→ Petunjuk Tugas: Salin tanpa perubahan baris-baris daftar di bawah, mulai dari baris yang memuat "Category: plant stalk" hingga akhir daftar, termasuk kedua ujungnya. Gambar tidak perlu dimasukkan ke dalam jawaban.

----------

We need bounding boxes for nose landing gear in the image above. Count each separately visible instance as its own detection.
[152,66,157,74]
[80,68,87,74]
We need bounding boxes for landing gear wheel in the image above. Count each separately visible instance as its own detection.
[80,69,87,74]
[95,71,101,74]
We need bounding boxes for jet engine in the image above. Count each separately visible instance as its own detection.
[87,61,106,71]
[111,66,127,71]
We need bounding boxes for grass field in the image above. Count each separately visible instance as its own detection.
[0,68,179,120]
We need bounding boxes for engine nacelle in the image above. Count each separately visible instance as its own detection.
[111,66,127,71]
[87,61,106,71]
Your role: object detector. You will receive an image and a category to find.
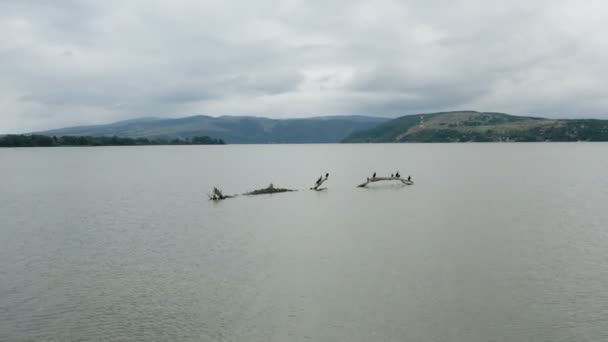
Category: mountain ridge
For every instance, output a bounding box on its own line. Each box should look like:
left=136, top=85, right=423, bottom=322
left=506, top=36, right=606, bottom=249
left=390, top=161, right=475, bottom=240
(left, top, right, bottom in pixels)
left=342, top=110, right=608, bottom=143
left=34, top=115, right=390, bottom=144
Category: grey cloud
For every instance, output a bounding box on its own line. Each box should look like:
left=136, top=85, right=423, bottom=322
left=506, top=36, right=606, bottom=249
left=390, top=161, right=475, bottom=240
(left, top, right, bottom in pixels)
left=0, top=0, right=608, bottom=133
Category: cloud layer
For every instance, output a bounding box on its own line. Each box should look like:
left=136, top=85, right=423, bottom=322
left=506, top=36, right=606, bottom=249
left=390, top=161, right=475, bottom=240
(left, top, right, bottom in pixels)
left=0, top=0, right=608, bottom=133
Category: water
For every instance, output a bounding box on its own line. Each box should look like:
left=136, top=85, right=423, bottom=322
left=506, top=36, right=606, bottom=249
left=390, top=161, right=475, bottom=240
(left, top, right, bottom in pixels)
left=0, top=143, right=608, bottom=342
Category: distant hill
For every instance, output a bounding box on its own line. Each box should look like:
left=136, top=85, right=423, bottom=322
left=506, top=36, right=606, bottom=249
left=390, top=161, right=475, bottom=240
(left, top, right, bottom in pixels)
left=343, top=111, right=608, bottom=143
left=36, top=115, right=388, bottom=144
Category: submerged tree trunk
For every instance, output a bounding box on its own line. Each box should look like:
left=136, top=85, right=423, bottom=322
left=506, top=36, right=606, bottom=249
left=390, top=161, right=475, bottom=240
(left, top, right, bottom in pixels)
left=357, top=177, right=414, bottom=188
left=245, top=183, right=297, bottom=195
left=310, top=176, right=329, bottom=191
left=207, top=186, right=235, bottom=201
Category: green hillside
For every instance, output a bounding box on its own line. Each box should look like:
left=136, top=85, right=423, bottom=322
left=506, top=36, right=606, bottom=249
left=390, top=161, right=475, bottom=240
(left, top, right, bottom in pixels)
left=343, top=111, right=608, bottom=143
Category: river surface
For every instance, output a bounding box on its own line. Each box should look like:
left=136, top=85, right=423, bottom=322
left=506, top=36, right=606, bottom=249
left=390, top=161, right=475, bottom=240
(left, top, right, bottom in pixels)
left=0, top=143, right=608, bottom=342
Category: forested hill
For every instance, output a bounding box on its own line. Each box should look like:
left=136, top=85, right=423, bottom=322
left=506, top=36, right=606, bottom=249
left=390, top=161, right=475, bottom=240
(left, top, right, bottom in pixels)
left=343, top=111, right=608, bottom=143
left=0, top=134, right=225, bottom=147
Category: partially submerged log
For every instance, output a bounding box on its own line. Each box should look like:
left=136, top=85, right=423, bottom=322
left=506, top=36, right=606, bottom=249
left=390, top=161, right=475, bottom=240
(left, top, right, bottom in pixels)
left=207, top=186, right=235, bottom=201
left=310, top=173, right=329, bottom=191
left=245, top=183, right=297, bottom=195
left=357, top=177, right=414, bottom=188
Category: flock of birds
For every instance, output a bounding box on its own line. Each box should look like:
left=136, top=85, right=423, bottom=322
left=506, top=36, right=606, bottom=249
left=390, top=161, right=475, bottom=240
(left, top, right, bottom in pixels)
left=315, top=171, right=412, bottom=185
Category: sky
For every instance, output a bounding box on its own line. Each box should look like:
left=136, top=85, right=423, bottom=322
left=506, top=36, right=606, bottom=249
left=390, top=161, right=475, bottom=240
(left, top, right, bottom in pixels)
left=0, top=0, right=608, bottom=133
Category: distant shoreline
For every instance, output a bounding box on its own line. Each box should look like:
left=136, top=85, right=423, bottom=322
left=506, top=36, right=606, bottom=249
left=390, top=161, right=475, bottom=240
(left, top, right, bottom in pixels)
left=0, top=134, right=226, bottom=147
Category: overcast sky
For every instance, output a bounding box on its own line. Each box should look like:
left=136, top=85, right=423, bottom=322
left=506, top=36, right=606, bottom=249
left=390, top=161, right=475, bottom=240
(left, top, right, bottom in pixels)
left=0, top=0, right=608, bottom=133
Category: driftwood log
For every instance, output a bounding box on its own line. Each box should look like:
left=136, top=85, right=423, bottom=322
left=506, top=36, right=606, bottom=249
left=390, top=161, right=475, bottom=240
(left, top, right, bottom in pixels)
left=245, top=183, right=297, bottom=195
left=207, top=186, right=235, bottom=201
left=357, top=177, right=414, bottom=188
left=310, top=174, right=329, bottom=191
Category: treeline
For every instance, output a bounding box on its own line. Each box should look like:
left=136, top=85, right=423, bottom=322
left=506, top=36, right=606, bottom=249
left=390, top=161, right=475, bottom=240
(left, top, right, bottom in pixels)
left=0, top=134, right=225, bottom=147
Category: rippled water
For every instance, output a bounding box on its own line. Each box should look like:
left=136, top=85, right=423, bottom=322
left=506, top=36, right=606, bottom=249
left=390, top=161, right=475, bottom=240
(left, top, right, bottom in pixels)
left=0, top=143, right=608, bottom=342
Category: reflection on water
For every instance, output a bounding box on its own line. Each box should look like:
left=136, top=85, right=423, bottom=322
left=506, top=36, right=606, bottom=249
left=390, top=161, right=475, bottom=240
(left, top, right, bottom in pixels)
left=0, top=143, right=608, bottom=342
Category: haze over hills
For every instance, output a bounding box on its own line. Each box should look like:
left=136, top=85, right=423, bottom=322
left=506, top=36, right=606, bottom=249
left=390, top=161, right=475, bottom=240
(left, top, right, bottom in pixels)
left=38, top=111, right=608, bottom=144
left=342, top=111, right=608, bottom=143
left=37, top=115, right=389, bottom=144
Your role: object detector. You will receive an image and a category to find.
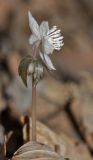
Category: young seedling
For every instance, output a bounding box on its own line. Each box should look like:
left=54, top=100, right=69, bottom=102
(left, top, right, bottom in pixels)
left=19, top=11, right=64, bottom=141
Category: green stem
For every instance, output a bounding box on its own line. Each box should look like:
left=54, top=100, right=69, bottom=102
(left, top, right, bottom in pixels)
left=32, top=75, right=36, bottom=141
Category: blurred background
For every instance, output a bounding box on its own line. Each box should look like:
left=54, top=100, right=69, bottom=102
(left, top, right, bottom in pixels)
left=0, top=0, right=93, bottom=159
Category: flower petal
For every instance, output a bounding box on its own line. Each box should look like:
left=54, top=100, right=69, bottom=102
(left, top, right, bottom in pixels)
left=28, top=11, right=40, bottom=39
left=29, top=34, right=38, bottom=44
left=40, top=52, right=56, bottom=70
left=40, top=21, right=49, bottom=36
left=42, top=38, right=54, bottom=54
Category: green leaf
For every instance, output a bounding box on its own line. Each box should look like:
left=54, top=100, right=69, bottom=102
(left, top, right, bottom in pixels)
left=18, top=56, right=32, bottom=87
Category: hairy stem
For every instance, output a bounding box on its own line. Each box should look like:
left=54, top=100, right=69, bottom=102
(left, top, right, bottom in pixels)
left=32, top=75, right=36, bottom=141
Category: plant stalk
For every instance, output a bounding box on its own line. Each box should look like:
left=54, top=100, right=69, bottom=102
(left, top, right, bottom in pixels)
left=32, top=75, right=36, bottom=141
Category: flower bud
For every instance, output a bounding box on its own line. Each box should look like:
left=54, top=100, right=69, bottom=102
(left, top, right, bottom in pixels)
left=28, top=60, right=43, bottom=84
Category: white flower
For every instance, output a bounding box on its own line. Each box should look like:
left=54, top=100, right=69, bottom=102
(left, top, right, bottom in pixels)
left=28, top=12, right=64, bottom=70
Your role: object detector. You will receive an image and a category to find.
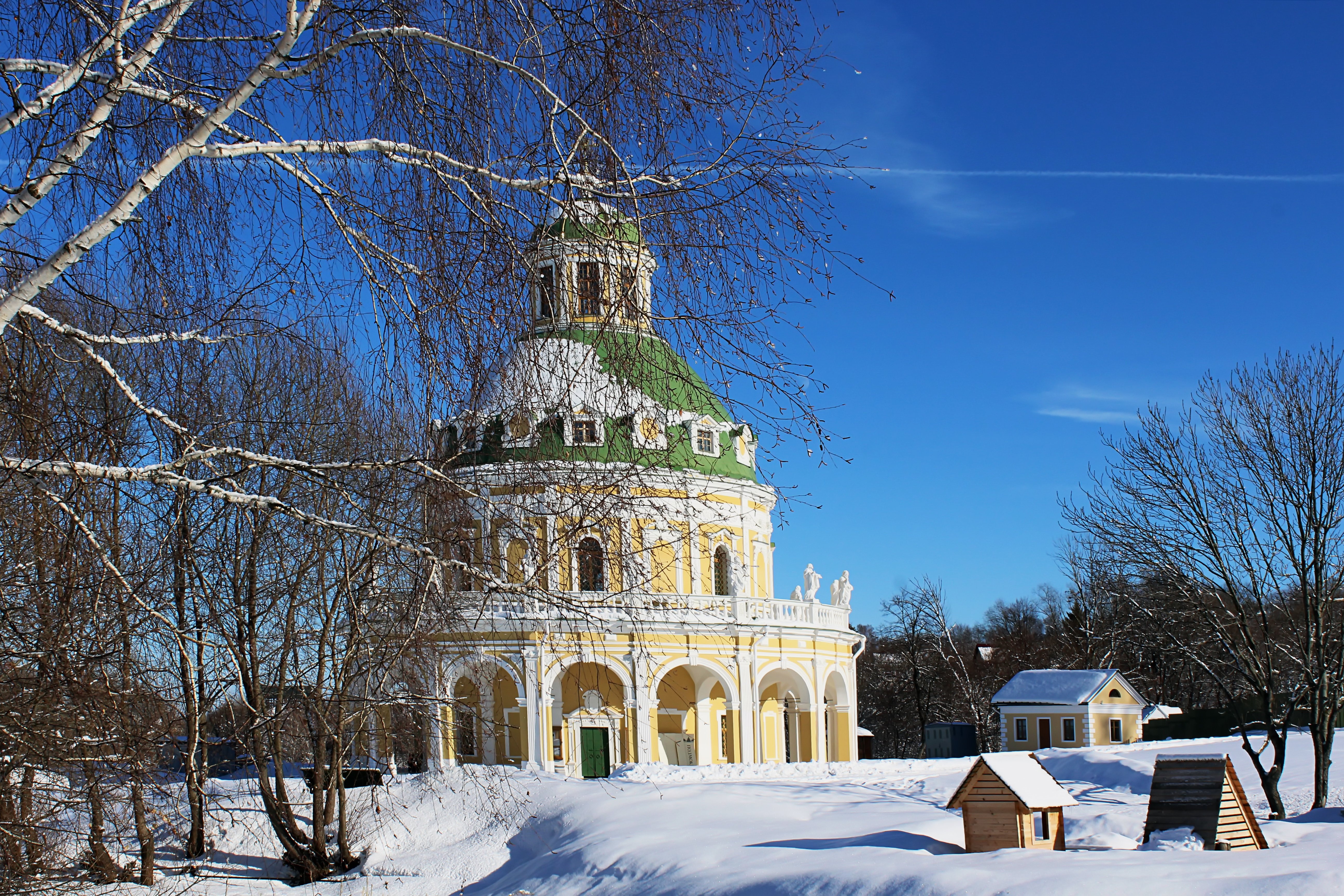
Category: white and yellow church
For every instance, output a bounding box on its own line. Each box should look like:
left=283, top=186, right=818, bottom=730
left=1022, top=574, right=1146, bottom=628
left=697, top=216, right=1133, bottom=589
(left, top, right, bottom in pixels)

----------

→ Jawaban Benar:
Category: plant stalk
For every instance, output a bounding box on its own line. Each box should look like:
left=54, top=100, right=69, bottom=102
(left, top, right, bottom in pixels)
left=32, top=75, right=36, bottom=141
Category: flower bud
For every instance, output a bounding box on its own line. Each box should look like:
left=54, top=100, right=69, bottom=102
(left, top, right, bottom in pixels)
left=28, top=60, right=43, bottom=84
Category: white flower
For every instance, output a bounding box on its own line. Each box should look like:
left=54, top=100, right=69, bottom=102
(left, top, right, bottom in pixels)
left=28, top=12, right=64, bottom=70
Your role: object detector. You will receive an image and a category to find.
Category: white and yellow church
For every instance, output a bounding box on its own line. Each box should look like:
left=283, top=186, right=818, bottom=730
left=1022, top=574, right=1146, bottom=628
left=697, top=216, right=1133, bottom=589
(left, top, right, bottom in pixels)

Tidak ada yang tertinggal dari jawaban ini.